··· Records for the exercise
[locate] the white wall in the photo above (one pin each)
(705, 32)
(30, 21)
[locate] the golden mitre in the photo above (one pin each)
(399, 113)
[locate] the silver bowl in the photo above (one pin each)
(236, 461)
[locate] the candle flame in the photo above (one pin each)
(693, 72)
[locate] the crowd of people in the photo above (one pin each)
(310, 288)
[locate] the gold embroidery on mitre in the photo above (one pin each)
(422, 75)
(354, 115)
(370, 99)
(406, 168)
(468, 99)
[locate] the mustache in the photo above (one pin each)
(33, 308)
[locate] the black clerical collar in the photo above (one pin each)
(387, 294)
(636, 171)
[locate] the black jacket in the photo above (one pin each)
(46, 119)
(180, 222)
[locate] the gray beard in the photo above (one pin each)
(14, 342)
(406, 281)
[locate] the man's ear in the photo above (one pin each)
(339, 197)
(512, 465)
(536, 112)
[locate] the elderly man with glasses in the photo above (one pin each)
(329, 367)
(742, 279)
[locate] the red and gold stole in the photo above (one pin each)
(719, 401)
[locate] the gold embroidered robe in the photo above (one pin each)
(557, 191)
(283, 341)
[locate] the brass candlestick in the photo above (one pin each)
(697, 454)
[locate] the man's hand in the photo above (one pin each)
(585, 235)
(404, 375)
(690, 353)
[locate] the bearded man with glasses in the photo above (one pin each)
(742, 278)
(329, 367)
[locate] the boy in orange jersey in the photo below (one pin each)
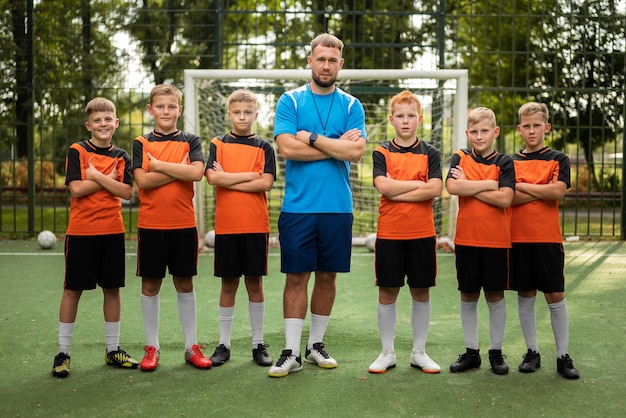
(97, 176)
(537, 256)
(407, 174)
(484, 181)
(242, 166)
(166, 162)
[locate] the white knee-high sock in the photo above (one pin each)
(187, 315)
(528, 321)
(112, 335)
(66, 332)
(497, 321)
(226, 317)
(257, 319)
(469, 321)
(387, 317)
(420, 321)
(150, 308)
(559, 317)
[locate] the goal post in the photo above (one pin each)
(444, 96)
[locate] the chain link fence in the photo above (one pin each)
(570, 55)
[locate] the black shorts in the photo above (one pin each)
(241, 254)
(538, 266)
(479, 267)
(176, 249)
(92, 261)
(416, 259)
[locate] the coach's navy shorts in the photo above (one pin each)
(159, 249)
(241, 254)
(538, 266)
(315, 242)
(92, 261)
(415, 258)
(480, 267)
······
Aim:
Please write out the records again from the line with "[locate] the black clerical" up to and including the last line of the records, requests included, and shift every answer coordinate by adding 55 to each number. Leave the pictures out of your answer.

Task response:
[locate] the black clerical collar in the photo above (one pin each)
(442, 349)
(691, 226)
[locate] the black jacket in the photo above (one pin each)
(101, 174)
(235, 277)
[locate] the gray beard in the photo above (one pin each)
(69, 397)
(461, 336)
[locate] the man's ear in the photo above (one pin each)
(394, 252)
(567, 520)
(591, 167)
[locate] the elderly man with glasses in the photo above (one pin each)
(384, 422)
(797, 334)
[locate] the red and gold stole in the photo above (one pin each)
(774, 456)
[locate] the gold embroidered robe in the photo above (one pin each)
(612, 246)
(338, 396)
[locate] the brass candlestick in the photo above (one pin each)
(752, 509)
[locate] the man's hand in the photo above (one pin each)
(640, 290)
(459, 430)
(745, 408)
[locate] the bearded man with glasses in the photo above (one pin each)
(797, 333)
(384, 422)
[locate] the boy in orange jersey in the photo below (one pin each)
(152, 231)
(592, 311)
(462, 229)
(539, 236)
(297, 221)
(221, 217)
[locate] the white knee-high sock in the photo above (one pin each)
(242, 370)
(583, 376)
(167, 390)
(121, 387)
(552, 376)
(281, 372)
(312, 374)
(524, 376)
(442, 372)
(475, 376)
(205, 363)
(614, 372)
[locate] the goal post in the photo above (one pin each)
(499, 151)
[locate] the chain link fence in the photo above (one pin each)
(625, 110)
[locate] the black shorts in the photo above (one pin each)
(296, 309)
(593, 321)
(534, 322)
(231, 304)
(147, 316)
(471, 314)
[locate] the coach's navy shorts in the photo above (one pin each)
(214, 304)
(296, 309)
(593, 321)
(370, 297)
(147, 316)
(470, 313)
(535, 322)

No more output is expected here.